### Required action
Please decide whether each statement below agrees with the blog post, answering yes or no and quoting the words of the post that settle it.
1. The post says Isaiah 40:31 appears in the writer's favorite film.
2. The post says the writer's numbness and inertia all began with the coronavirus lockdown.
3. The post gives introducing a daily discipline of achieving something small as one reason for starting the new blog.

### Study text
• • •
Jesus wept

Jesus wept (John 11:35 KJV).

Known as the shortest one in the Bible, this verse has stuck with me all my life.

Lately I have wept a lot, too. I’m learning how good it is to do so, even if the reasons for this emotion are mostly negative.

We all have troubles, although many face greater troubles than I ever will. Weeping is a release and an expression of a softened heart. It is a God given way to help us heal or at least, to be able to get through deep difficulties. And we are going through very deep difficulties.

Another verse that always comforts me is Revelation 21:4 (NLT): He will wipe every tear from their eyes, and there will be no more death or sorrow or crying or pain. All these things are gone forever.

Numbness and inertia

Two words that come close to describing my state of being lately are numbness and inertia.

It is like I am infected with some sort of drug that makes it hard for me to feel, and hard for me to do. Intellectually I see these things and am aware that there is a problem, but physically and actually, I don’t seem to be able to move beyond it.

There are many reasons for this state, some that long predate the coronavirus lockdown, but I think the lockdown itself has exacerbated it. Many people talk or write about feeling a lack of productivity while at the same time, urging us to be kind to ourselves, to release our concerns and just try to do our best each day and be satisfied with that.

I suspect there are hundreds of thousands of people who are experiencing something similar. There is a collective and sometimes palpable sense of trying to come up for air. This, as wave after wave of difficult news, difficult relationships, difficult health problems, difficult financial burdens, difficult moral and ethical situations repeatedly crash over us and attempt to drag us backward into a deadly, suffocating embrace.

It is a hard time, and it is oh so easy to lose hope. The book of Psalms is written for times and situations like this. Just one example is Psalm 42:11 (NIV):

Why, my soul, are you downcast?
Why so disturbed within me?
Put your hope in God,
for I will yet praise him,
my Savior and my God.

Or how about this passage from Isaiah 40:31 (NIV), which is famously featured in my favorite film, Chariots of Fire:

But those who hope in the Lord
will renew their strength.
They will soar on wings like eagles;
they will run and not grow weary,
they will walk and not be faint.

I believe these things and hang on to them with every fiber of my being. But some days, honestly, I struggle to see them as more than platitudes.

One of the reasons I started this new blog is to introduce a daily discipline of achieving something small. This accomplishment can in turn perhaps spark something more in my own daily walk. Maybe it can serve as a very small catalyst, too, for someone else.

I hope so.
• • •
Dataset entries
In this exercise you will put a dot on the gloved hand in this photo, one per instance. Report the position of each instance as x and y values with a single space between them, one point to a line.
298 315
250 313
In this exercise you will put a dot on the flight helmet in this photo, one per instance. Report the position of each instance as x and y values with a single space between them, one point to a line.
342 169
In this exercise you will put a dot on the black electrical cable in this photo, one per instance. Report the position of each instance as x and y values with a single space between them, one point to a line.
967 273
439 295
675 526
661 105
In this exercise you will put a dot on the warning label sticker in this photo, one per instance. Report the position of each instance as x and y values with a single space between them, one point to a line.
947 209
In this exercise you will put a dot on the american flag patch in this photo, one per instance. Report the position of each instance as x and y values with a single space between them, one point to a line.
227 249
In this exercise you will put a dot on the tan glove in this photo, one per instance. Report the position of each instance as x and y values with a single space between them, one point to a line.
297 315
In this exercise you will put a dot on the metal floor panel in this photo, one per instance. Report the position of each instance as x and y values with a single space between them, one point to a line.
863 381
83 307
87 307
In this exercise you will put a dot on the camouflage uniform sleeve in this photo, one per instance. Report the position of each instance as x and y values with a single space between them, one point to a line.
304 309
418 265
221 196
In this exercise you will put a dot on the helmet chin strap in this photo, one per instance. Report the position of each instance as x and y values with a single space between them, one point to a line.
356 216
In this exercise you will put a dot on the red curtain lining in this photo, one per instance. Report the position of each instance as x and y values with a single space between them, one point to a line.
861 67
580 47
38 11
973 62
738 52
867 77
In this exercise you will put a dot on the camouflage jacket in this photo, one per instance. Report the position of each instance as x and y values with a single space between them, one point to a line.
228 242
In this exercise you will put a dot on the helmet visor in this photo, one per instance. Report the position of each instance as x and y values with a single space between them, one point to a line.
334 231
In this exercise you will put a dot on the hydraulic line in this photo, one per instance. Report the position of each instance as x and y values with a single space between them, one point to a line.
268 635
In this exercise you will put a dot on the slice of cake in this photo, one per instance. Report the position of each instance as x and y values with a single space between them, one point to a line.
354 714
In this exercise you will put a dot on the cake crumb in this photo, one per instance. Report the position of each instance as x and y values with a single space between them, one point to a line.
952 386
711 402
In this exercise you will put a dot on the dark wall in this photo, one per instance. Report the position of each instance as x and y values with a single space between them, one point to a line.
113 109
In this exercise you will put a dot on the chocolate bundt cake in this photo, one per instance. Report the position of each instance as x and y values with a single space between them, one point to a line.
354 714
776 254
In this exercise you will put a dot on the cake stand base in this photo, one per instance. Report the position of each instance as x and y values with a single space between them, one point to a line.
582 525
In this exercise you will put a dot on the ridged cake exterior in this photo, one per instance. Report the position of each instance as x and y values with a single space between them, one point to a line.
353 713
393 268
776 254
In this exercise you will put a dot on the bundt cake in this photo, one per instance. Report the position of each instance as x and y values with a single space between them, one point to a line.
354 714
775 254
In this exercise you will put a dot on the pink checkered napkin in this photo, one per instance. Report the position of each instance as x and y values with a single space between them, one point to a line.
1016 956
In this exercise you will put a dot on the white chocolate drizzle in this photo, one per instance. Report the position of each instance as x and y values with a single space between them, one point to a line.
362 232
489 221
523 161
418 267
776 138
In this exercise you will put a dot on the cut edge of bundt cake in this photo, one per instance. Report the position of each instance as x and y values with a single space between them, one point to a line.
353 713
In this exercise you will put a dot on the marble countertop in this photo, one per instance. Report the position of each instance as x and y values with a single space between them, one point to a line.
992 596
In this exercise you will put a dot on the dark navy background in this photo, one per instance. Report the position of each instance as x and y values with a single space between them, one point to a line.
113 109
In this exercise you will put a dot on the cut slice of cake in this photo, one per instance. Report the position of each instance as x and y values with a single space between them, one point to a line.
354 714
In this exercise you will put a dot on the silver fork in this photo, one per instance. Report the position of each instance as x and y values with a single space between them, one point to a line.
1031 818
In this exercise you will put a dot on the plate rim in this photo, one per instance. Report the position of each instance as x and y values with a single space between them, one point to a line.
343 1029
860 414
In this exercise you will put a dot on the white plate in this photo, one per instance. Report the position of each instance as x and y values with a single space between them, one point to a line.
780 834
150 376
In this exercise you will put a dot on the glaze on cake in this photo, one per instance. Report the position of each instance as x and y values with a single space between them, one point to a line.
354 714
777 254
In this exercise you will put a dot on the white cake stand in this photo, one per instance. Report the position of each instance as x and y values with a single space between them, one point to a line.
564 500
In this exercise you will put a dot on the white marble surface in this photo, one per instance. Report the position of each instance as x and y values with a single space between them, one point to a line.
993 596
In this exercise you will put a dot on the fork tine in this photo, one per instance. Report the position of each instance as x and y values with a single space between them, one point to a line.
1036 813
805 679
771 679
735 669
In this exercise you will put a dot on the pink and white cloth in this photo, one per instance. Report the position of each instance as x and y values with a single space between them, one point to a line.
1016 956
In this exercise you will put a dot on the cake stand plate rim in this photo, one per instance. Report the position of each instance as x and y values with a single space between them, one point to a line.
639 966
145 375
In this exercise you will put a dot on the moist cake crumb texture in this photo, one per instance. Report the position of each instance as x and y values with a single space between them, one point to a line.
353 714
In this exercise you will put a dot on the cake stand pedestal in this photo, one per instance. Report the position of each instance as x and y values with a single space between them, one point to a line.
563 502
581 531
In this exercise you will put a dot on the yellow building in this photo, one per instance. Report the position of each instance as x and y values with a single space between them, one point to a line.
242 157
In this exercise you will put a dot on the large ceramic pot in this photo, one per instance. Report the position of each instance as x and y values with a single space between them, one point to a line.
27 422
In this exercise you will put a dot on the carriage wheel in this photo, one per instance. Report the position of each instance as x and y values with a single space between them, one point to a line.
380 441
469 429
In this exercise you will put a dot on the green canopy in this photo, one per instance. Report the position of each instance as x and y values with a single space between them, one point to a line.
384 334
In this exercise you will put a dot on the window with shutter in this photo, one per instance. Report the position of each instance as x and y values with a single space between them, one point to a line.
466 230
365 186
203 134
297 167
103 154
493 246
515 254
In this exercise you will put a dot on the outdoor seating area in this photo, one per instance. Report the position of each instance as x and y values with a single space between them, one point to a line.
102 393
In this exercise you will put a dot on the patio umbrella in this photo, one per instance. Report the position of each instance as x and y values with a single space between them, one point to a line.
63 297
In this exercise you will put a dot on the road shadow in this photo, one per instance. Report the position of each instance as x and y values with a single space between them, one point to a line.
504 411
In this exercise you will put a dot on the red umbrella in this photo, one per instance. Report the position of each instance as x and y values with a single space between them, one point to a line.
• • •
### Completed exercise
1. Yes: "which is famously featured in my favorite film, Chariots of Fire"
2. No: "some that long predate the coronavirus lockdown"
3. Yes: "One of the reasons I started this new blog is to introduce a daily discipline of achieving something small."